The Episcopal Church in Jerusalem and the Middle East
The church district of the Episcopal Church in Jerusalem covers Israel, Palestine (West Bank and Gaza Strip), Jordan, Syria and Lebanon. Although the church is very small, it has many institutions such as hospitals, schools, kindergartens and guest-houses. Among the institutions sponsored by the church are the Theodor Schneller School (TSS) in Jordan (Amman) and the Arab Episcopal Church in Irbid where blind children are taught together with sighted children. Both institutions are projects supported by the EMS. In addition there are close contacts to the Holy Land Institute for the Deaf in Salt.
Simply due to its geographical location, the church is massively affected by all the political developments in the Middle East. One of the origins of the Episcopal Church in Jerusalem is the Syrian Orphanage.
Christianity in Israel and Palestine
In Israel, 81 percent of the population are Jewish, 15 percent are Muslim, two percent are Christian, 1.7 percent are Druze or belong to other small groups. The population in on the West Bank and Gaza is 98 percent Muslim and around three percent Christian.
Today, many Arab Christians are emigrating. As a result the churches are all the more dependent on support and partnership from other churches. A focal point of church work is interreligious dialogue with Muslims and Jews.
Christians in Palestine live in West Jordan, East Jerusalem and Gaza. Like their Muslim neighbours, Arab Christians are Palestinians who mostly feel they belong to the Palestinian national movement. Christian Palestinians belong to five denominations: Greek Orthodox Christians make up about half. The other half consists of Catholic, Greek Catholic, ancient Eastern Orthodox and Protestant Christians.
Christianity in Jordan
The official religion in Jordan is Islam. However Christian minorities enjoy religious freedom and rights. It is possible to speak of limited freedom of religion. Official region statistics show that, of a total population of about 4.3 million Jordanians, 93 percent are Sunni Muslims. Then there are smaller groups of other Muslim religious communities. Christians make up about four to five percent of the population.
Officially, there are around 186,000 Christians from various denominations. About 70,000 of them belong to the Greek-Orthodox church and 30,000 to the Roman-Catholic church. In addition there are 20,000 Melkits, who are Orthodox Christians uniated with Rome. The Armenian Orthodox and Syrian Orthodox churches are also represented in the country. The smallest religious community is the Protestant community, which is itself split up into a multitude of denominations. Besides 2,000 Anglicans who form the largest group, there are Lutherans, Baptists, Nazarenes, Pentecostals and members of the "Evangelical Free Church". The churches are granted the freedom of preaching to their own members but they are not allowed to convert Muslims. The protection of minorities is firmly embodied in the law.

**TASK INSTRUCTIONS:**
A: Answer these questions from the text on the Episcopal Church in Jerusalem:
(i) Which school in Amman, Jordan, is among the institutions the church sponsors?
(ii) What share of Christian Palestinians are Greek Orthodox?
(iii) How many Anglicans are there in Jordan?
B: Render this sentence from the text on the Episcopal Church in Jerusalem in German: "The churches are granted the freedom of preaching to their own members but they are not allowed to convert Muslims."
C: Extract the passage of the text on the Episcopal Church in Jerusalem between "Christianity in Israel" and "three percent Christian.", inclusive.
The lines after this point come from a separate source and are unrelated to the text above.

**DATA EXTRACTS:**
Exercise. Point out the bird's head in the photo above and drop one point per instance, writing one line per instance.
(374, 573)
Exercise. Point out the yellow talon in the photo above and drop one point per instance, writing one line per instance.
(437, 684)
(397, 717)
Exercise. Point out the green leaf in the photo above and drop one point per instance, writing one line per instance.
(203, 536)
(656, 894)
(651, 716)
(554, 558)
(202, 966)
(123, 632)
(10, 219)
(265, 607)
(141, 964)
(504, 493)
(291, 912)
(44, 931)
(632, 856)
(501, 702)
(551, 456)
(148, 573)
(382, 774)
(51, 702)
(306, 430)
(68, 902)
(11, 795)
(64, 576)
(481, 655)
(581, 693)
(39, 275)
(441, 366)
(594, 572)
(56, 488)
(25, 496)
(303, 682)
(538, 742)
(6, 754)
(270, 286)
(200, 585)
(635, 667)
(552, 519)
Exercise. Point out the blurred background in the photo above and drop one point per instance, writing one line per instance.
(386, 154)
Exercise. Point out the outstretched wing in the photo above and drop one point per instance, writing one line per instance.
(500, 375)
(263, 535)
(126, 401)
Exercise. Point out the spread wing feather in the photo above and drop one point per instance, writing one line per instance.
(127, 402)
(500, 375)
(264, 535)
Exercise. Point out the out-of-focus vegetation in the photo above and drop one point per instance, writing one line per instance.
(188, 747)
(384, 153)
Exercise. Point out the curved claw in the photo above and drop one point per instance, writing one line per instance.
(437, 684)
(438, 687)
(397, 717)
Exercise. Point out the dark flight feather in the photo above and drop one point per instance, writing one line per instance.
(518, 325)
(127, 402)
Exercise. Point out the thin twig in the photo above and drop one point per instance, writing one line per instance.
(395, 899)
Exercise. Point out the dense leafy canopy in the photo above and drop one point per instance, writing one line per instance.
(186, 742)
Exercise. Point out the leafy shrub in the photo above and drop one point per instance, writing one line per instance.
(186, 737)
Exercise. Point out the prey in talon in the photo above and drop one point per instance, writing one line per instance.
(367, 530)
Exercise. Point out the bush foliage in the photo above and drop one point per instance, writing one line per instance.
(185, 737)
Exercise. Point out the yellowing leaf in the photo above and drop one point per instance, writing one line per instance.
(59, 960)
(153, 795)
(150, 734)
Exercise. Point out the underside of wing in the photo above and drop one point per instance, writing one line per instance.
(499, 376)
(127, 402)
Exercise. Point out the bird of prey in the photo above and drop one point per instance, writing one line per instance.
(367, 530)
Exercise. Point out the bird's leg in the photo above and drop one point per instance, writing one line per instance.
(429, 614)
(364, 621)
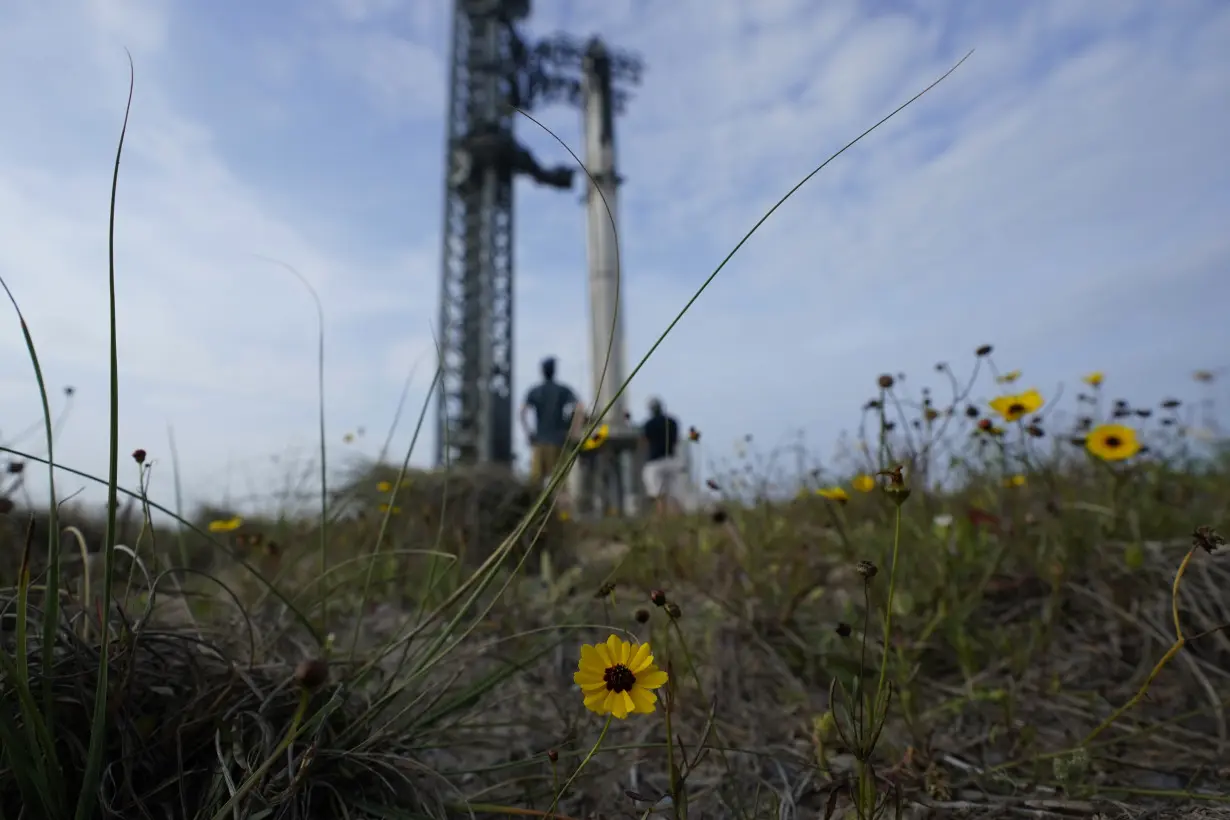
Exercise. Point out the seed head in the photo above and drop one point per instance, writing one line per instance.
(311, 674)
(1208, 539)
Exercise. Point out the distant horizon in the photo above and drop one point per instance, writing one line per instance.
(1063, 197)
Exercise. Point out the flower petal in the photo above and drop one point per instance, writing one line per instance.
(616, 649)
(588, 678)
(641, 659)
(595, 701)
(643, 700)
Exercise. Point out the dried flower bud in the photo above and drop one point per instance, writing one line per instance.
(311, 674)
(1208, 539)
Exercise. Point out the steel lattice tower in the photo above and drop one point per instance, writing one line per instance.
(492, 71)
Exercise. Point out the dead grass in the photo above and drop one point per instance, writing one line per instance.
(1009, 648)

**ANSWERS IN ORDER:**
A:
(i) The Theodor Schneller School (TSS)
(ii) About half
(iii) 2,000

B: Den Kirchen wird die Freiheit gewährt, ihren eigenen Mitgliedern zu predigen, aber sie dürfen keine Muslime bekehren.

C:
Christianity in Israel and Palestine
In Israel, 81 percent of the population are Jewish, 15 percent are Muslim, two percent are Christian, 1.7 percent are Druze or belong to other small groups. The population in on the West Bank and Gaza is 98 percent Muslim and around three percent Christian.